** Request **
Return the stretch of the HEYTING2 listing from "theorem Th26: :: HEYTING2:26" through "of SubstitutionSet (V,C)", character for character.

** Selected passage **
Lm8: for V being set
for C being finite set
for u, v being Element of (SubstLatt (V,C)) st ( for a being set st a in u holds
ex b being set st
( b in v & b c= a ) ) holds
u [= v
proof end;

theorem Th25: :: HEYTING2:25
for V being set
for C being finite set
for u, v being Element of (SubstLatt (V,C)) holds (diff u) . v [= u
proof end;

theorem Th26: :: HEYTING2:26
for V being set
for C being finite set
for a being Element of PFuncs (V,C) st a is finite holds
for c being set st c in (Atom (V,C)) . a holds
c = a
proof end;

theorem Th27: :: HEYTING2:27
for V being set
for C being finite set
for u being Element of (SubstLatt (V,C))
for K, L being Element of SubstitutionSet (V,C)
for a being Element of PFuncs (V,C) st K = {a} & L = u & L ^ K = {} holds
(Atom (V,C)) . a [= (pseudo_compl (V,C)) . u
proof end;

theorem Th28: :: HEYTING2:28
for V being set
for C being finite set
for a being finite Element of PFuncs (V,C) holds a in (Atom (V,C)) . a
proof end;

Lm9: for V being set
for C being finite set
for u, v being Element of (SubstLatt (V,C)) st u [= v holds
for x being set st x in u holds
ex b being set st
( b in v & b c= x )

** Data excerpt **
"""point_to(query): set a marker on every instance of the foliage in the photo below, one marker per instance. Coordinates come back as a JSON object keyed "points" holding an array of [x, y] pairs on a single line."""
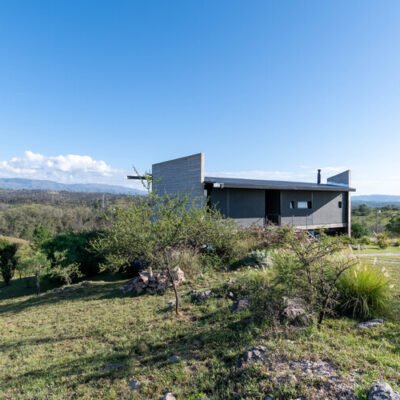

** Response to this exercise **
theorem Th26: :: HEYTING2:26
for V being set
for C being finite set
for a being Element of PFuncs (V,C) st a is finite holds
for c being set st c in (Atom (V,C)) . a holds
c = a
proof end;

theorem Th27: :: HEYTING2:27
for V being set
for C being finite set
for u being Element of (SubstLatt (V,C))
for K, L being Element of SubstitutionSet (V,C)